• Extracto de la fuente:
========================
La salvación, entonces, se da solamente a través de “la fe en el Señor Jesucristo”. El que rehúsa reconocer la deidad de nuestro Señor y Salvador Jesucristo no puede, por lo tanto, ni comprender ni experimentar ese poder divino recreador en su plenitud. No sólo queda descalificado para la feligresía a causa de su incredulidad, sino que ya está fuera del místico cuerpo de Cristo, la iglesia. Y la iglesia no podrá hacer nada más que reconocer esta separación a través de la incredulidad, y actuar en armonía con la instrucción del Manual de la Iglesia a que ya se hizo referencia. El punto quinto de las razones dadas para separar a un miembro de la iglesia dice: “Una persistente negativa en cuanto a reconocer a las autoridades de la iglesia debidamente constituidas, o por no querer someterse al orden y a la disciplina de la iglesia”.

Aunque se reconoce la autoridad de la iglesia para actuar en tal caso, nunca se adopta apresuradamente la separación de un miembro, sino únicamente después de mucho consejo, oración y esfuerzo para recobrar al que yerra. Generalmente, en la práctica, o la persona que pierde la fe en los principios fundamentales del Evangelio se encuentra tan fuera de armonía con sus hermanos que voluntariamente se retira, o su conducta es de tal naturaleza que la iglesia debe intervenir en su caso.
========================
• Datos:
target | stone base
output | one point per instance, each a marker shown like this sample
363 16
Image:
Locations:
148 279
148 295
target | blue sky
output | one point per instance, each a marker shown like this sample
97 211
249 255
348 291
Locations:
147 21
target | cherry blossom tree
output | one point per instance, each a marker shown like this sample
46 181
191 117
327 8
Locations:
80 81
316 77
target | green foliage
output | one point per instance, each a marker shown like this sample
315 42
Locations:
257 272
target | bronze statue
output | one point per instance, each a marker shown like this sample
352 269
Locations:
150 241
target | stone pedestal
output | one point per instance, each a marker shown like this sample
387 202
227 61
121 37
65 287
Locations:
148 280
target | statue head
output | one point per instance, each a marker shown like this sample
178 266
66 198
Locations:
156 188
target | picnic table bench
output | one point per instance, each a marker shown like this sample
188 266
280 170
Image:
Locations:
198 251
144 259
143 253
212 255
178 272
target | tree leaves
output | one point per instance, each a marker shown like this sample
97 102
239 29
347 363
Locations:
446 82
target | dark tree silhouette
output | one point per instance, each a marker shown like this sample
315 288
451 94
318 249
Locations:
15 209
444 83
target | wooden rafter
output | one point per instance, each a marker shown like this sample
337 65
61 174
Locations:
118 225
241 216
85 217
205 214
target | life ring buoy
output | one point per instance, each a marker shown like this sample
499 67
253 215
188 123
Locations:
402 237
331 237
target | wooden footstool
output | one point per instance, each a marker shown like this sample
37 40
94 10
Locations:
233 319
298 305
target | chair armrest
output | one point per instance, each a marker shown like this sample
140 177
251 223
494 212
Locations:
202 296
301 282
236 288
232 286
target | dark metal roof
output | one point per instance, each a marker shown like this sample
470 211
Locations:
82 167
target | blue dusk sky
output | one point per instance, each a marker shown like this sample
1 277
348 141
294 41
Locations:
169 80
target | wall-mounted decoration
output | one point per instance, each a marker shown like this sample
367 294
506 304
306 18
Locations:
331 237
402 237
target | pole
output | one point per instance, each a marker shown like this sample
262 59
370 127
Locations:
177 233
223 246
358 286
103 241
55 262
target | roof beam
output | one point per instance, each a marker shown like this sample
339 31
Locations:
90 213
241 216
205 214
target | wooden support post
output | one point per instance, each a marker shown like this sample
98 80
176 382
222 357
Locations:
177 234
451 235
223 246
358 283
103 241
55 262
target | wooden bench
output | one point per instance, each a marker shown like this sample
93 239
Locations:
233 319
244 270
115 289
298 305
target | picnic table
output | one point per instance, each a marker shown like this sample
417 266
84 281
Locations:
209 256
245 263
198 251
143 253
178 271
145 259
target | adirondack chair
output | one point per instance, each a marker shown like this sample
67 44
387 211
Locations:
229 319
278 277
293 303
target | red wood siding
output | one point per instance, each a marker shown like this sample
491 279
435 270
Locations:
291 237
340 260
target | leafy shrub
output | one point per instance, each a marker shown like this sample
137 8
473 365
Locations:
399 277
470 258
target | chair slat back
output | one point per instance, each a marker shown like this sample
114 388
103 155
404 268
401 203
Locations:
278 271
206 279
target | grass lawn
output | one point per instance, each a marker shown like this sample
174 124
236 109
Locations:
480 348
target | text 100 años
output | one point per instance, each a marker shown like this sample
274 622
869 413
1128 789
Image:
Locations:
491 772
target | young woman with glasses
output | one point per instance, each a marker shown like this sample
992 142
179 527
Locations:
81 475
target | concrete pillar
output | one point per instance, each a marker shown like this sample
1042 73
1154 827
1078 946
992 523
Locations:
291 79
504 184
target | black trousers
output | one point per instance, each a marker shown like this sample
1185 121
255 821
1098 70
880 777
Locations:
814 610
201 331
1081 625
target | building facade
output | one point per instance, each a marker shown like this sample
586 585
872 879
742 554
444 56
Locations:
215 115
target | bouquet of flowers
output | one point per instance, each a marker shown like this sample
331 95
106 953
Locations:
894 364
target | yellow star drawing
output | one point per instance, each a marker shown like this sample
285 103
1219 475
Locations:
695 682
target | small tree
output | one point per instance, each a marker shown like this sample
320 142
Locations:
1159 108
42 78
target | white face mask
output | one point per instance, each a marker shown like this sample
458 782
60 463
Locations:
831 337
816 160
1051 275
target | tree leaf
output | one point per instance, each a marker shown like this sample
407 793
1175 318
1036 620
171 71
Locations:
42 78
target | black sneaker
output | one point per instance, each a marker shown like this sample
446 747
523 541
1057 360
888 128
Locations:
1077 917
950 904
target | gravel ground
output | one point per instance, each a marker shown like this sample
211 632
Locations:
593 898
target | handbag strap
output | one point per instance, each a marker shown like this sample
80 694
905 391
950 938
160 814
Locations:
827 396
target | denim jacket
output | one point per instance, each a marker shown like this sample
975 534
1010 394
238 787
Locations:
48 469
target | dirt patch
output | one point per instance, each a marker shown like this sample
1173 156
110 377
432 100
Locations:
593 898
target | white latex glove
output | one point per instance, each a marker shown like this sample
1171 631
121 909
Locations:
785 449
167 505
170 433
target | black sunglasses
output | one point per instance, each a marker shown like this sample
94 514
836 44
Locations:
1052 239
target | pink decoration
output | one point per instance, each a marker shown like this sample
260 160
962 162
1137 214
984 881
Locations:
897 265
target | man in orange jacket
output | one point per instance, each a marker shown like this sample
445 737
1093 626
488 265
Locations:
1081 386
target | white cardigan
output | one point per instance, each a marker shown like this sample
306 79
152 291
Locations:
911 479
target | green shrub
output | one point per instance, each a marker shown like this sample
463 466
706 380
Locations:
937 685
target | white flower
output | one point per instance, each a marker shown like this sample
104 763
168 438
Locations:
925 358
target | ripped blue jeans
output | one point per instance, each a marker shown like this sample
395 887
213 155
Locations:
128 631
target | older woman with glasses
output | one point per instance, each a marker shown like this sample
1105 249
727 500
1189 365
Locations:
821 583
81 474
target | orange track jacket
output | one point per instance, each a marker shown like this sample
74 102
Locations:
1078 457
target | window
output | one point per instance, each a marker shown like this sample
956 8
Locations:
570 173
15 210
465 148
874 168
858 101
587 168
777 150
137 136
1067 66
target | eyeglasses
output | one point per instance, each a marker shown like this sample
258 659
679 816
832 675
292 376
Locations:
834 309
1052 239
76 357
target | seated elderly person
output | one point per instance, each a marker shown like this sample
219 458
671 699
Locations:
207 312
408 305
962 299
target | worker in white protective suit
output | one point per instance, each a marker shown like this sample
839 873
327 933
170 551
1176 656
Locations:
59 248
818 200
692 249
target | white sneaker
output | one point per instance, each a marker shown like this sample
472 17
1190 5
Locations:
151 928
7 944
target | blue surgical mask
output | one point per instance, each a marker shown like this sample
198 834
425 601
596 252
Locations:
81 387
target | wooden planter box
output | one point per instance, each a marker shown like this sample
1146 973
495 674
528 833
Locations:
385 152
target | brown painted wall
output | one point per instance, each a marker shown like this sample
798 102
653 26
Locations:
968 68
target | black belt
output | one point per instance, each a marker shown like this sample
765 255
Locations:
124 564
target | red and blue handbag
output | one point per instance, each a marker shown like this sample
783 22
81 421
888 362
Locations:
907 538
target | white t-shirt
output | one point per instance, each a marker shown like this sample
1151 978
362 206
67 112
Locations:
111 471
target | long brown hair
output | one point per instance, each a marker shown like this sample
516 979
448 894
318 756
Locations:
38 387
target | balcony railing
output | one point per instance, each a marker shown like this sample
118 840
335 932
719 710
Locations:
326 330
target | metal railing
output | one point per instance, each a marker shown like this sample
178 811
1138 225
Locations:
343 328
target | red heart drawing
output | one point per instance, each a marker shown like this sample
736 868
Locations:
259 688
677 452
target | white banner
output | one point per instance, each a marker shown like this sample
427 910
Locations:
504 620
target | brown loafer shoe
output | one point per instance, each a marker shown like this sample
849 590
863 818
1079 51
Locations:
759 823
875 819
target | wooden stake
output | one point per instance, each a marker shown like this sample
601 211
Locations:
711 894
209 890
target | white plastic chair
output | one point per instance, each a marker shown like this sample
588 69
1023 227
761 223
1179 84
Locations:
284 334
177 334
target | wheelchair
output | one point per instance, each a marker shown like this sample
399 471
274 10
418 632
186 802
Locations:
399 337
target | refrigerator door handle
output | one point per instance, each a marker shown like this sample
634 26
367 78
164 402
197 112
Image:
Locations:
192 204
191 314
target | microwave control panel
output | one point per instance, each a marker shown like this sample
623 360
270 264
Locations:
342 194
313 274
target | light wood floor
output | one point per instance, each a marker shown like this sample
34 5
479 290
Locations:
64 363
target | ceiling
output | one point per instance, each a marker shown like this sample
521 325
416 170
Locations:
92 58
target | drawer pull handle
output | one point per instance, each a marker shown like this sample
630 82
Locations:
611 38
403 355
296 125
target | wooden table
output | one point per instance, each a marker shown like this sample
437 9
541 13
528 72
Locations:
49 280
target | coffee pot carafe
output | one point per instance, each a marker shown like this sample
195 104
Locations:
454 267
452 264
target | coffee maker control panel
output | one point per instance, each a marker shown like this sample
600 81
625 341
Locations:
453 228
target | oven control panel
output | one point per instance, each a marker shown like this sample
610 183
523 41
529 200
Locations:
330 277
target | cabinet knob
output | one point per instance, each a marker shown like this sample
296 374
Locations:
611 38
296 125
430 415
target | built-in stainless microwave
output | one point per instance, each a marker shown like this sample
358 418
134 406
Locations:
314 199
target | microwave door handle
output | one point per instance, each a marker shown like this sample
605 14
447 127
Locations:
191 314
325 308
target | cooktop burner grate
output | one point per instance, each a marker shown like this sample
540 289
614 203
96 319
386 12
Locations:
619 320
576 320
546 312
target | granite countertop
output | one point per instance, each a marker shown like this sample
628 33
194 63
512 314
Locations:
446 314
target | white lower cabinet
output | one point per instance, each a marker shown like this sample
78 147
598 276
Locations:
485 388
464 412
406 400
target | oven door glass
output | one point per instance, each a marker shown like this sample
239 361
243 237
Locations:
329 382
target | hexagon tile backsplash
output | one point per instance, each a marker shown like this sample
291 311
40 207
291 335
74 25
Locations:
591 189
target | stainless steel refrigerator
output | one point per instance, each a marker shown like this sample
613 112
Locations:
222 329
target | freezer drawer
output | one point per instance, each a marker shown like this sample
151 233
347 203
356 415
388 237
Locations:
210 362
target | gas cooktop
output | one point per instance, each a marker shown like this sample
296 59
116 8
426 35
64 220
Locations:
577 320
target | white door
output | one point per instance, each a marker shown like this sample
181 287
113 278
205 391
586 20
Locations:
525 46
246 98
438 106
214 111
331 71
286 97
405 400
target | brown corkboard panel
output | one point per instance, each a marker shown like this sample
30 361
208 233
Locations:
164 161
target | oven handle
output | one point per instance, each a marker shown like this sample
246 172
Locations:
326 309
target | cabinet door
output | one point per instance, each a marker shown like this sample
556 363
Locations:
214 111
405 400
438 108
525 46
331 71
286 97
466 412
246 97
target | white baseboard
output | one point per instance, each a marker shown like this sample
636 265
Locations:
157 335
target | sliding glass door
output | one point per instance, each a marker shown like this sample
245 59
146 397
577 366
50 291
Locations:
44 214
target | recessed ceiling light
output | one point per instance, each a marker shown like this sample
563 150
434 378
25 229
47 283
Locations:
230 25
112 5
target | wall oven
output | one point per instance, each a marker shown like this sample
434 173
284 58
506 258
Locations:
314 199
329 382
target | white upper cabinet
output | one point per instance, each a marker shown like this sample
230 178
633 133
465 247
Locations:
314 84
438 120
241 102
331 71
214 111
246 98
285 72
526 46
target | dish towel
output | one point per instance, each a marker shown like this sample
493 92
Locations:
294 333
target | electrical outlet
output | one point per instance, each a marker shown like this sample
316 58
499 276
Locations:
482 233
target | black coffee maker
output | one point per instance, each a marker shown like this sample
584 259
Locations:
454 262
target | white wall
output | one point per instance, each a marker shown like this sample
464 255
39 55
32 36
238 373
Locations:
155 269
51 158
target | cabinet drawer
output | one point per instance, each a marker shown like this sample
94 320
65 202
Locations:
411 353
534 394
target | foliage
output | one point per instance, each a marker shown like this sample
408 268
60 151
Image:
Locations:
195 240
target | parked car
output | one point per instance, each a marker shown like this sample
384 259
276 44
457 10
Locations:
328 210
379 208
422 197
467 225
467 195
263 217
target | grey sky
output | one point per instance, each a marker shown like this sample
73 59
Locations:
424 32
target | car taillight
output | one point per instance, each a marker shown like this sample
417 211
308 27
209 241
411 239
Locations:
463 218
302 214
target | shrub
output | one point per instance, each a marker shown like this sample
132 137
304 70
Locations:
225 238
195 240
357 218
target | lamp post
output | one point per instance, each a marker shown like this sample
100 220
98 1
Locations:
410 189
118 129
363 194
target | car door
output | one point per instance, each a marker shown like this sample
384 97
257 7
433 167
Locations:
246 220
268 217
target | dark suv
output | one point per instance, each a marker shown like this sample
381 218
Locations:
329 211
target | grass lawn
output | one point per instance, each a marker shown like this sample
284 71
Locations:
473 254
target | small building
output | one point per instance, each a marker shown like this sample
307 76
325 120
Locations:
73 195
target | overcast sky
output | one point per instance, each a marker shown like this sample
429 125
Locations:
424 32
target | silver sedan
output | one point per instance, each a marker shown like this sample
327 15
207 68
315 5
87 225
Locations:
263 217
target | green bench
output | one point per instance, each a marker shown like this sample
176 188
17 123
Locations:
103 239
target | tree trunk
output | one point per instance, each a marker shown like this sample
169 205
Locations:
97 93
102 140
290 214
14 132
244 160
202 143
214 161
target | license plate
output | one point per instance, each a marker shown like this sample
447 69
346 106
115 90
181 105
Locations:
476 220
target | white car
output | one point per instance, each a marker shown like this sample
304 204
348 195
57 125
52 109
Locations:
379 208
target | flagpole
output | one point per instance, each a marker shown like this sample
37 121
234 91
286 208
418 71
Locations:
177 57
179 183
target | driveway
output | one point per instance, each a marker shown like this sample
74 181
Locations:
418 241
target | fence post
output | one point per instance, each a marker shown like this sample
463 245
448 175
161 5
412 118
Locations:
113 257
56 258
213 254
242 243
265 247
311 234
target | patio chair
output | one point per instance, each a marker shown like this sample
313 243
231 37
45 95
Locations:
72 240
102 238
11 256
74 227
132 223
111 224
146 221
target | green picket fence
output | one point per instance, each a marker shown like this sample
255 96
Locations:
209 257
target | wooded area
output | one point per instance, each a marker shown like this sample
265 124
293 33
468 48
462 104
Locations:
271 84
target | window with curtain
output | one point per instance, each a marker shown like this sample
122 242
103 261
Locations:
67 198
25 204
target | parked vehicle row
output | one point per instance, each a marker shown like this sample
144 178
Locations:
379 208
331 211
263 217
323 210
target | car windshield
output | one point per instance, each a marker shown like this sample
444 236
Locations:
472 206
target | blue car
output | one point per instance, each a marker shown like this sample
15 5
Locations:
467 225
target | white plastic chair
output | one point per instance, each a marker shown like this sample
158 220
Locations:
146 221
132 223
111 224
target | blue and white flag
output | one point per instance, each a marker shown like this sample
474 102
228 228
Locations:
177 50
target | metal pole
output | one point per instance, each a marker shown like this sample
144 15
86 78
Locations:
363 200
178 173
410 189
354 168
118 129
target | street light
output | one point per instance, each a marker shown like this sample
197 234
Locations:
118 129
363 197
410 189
========================
• Desafíos:
1/ Según el extracto sobre la separación de miembros de la iglesia, ¿en qué condiciones se adopta la separación de un miembro?
2/ Escribe una continuación del extracto sobre la fe y la separación de miembros de la iglesia a partir de su última oración.

• Resultados finales:
1/ Nunca se adopta apresuradamente, sino únicamente después de mucho consejo, oración y esfuerzo para recobrar al que yerra.

2/
La doctrina histórica de la deidad de nuestro Señor y Salvador Jesucristo es una creencia fundamental de la Iglesia Adventista.

La base histórica para un falso concepto

A menudo se ha comprendido mal a los adventistas respecto de su creencia concerniente a la deidad de Cristo y a la naturaleza de la Divinidad. La base de este concepto falso está en cierto modo en cuestiones de definición y antecedentes históricos.

En el movimiento interdenominacional Millerista, al que pertenecieron los adventistas de la primera época, unos pocos de los dirigentes eran miembros de una denominación conocida como “Cristianos”. Este grupo había lanzado su consigna, que blasonaba de no tener ningún credo fuera de la Biblia y únicamente la Biblia, en la rebelión arminiana de principios del siglo diecinueve contra el dominante calvinismo político eclesiástico de Nueva Inglaterra, en el cual el asentimiento a la Confesión de Fe de Westminster constituía una condición sine qua non.

En su celo por rechazar todo lo que no estuviera en la Biblia, los “Cristianos” fueron traicionados por el excesivo literalismo al interpretar la Divinidad en términos de las relaciones humanas sugeridas por las palabras “Hijo”, “Padre”, y “unigénito”, esto es a caer en la tendencia de menospreciar el término extra bíblico “Trinidad”, y de afirmar que el Hijo debió haber tenido un comienzo en un pasado remoto. (Sin embargo esta gente, a pesar de ser llamados arrianos, estaban en el extremo opuesto de los arrianos liberales y humanistas que llegaron a ser unitarios, y que consideraban a Cristo como un mero hombre.)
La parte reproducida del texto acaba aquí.